PASSAGE:
•••
The benefit of swimming with long, slow strokes
by Coach Mat Hudson
by Coach Mat Hudson
If you’ve had a live lesson with Mediterra you may have been introduced to the Counter-Balance Leg Position (CBL). Just as the front of your body is locked into Streamline Position while the recovery arm is swinging forward, in the back end, you would lock your feet into the CBL position so that the entire body underwater is counter-balanced and stabilized during that recovery swing. The CBL provides these advantages:
Perhaps the easiest way of finding the leg position by making the Skate side foot ‘pigeon-toed’.
While keeping the knee fairly straight, turn the big toe of the Streamline-side foot inward and pointed at the heel of the other foot. Turn the big toe far enough that it urges your hip to turn with it. You’ll notice that this turn of the foot, corresponds to the turn of the hip, which supports the rotated Streamline Position. In the image below notice how the upper (Streamline side) foot has the big toe behind and pointed toward the ankle of the other foot. This is the CBL position.
I used the ‘pigeon toe’ term to give us an , but I also use some other pictures to get the idea across, such as the ‘Crescent Moons’ term in the image below, to convey the arcing motion the feet make when switching to the other side. This image shows the feet in the counter-balanced leg position. This would also be the position of the (upper) foot poised to press down in an arc for the 2 Beat Press motion.
The Counter-Balanced Leg position seen from behind.
The Counter-Balanced Leg position seen from the side.
We first teach you how to place the Streamline side foot in pigeon toe position – seen above in this rear view image. Notice how the upper (Streamline side) foot has the big toe behind and pointed toward the heel of the other foot. This is the CBL position.
This inward-turned foot position creates torque in the hip joint, urging it to also turn inward. Then (keeping the knee fairly straight) rotate the ankle outward, arcing the big toe from pointing-in position to pointing-out position, in order to urge the hip to turn outward. Feel the direct connection between turn of ankles and turn of the hips.
First practice starting in this counter-balanced leg position, and make one smooth arc of the streamline side foot as you switch to your other side streamline position. Add no pressure to the foot’s downward motion, just let the toes make a smooth arc outward.
As you finish the rotation, come to the distinct ‘pigeon toe’ position on the other side and hold both feet in that stacked position. Do not move feet out of this position until the next switch of the arms in front. No extra wiggles. Don’t bring feet back to the middle.
Warning: if you bring the feet back together in the middle point, between kicks, your legs will start swaying side to side during the stroke.
•••
DATA SHOWN:
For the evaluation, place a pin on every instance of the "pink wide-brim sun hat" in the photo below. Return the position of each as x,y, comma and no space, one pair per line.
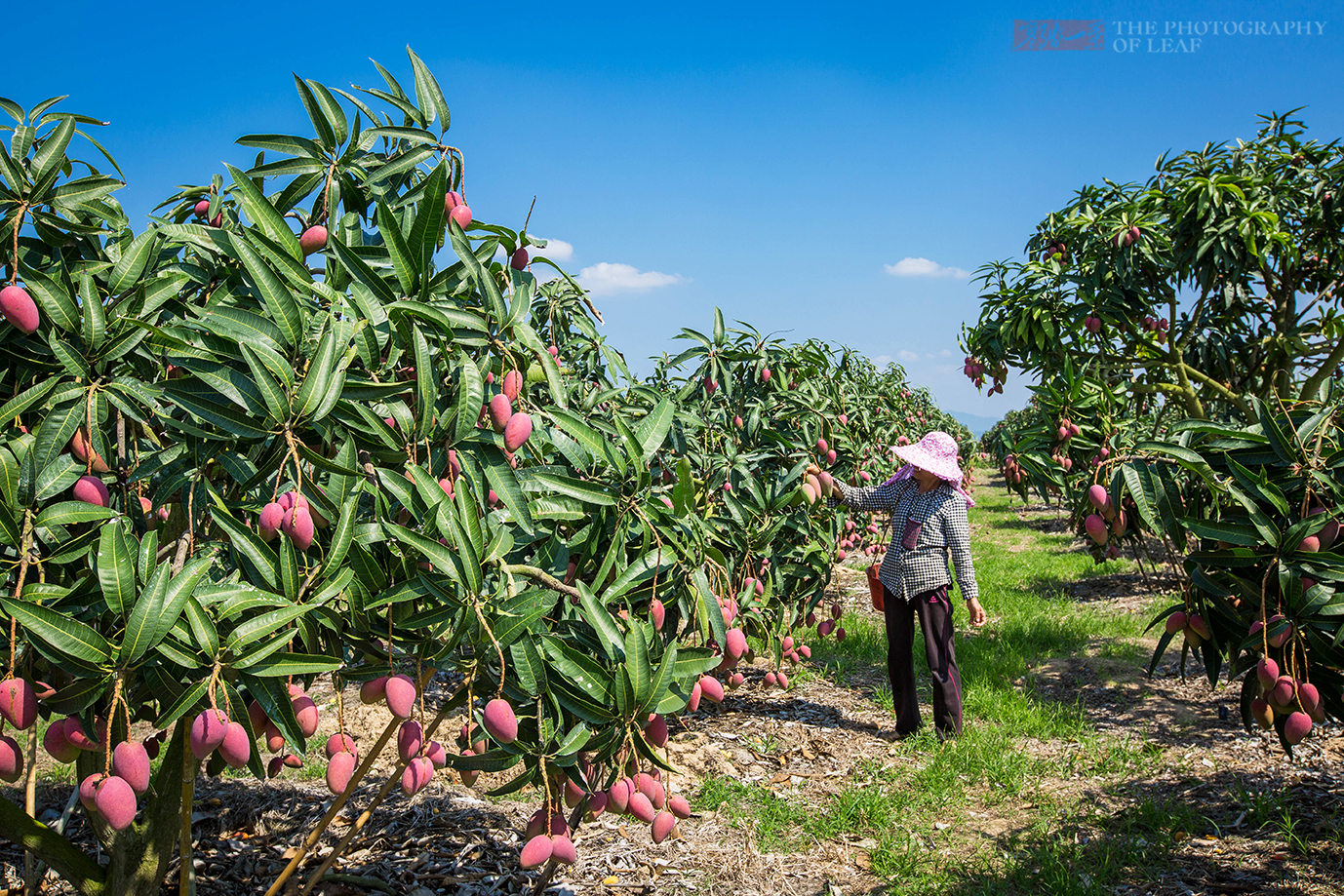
935,453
•••
In the text on swimming leg position, rewrite the part from "First practice starting" to "during the stroke.", changing every "smooth arc" to "gentle arc".

RESPONSE:
First practice starting in this counter-balanced leg position, and make one gentle arc of the streamline side foot as you switch to your other side streamline position. Add no pressure to the foot’s downward motion, just let the toes make a gentle arc outward.
As you finish the rotation, come to the distinct ‘pigeon toe’ position on the other side and hold both feet in that stacked position. Do not move feet out of this position until the next switch of the arms in front. No extra wiggles. Don’t bring feet back to the middle.
Warning: if you bring the feet back together in the middle point, between kicks, your legs will start swaying side to side during the stroke.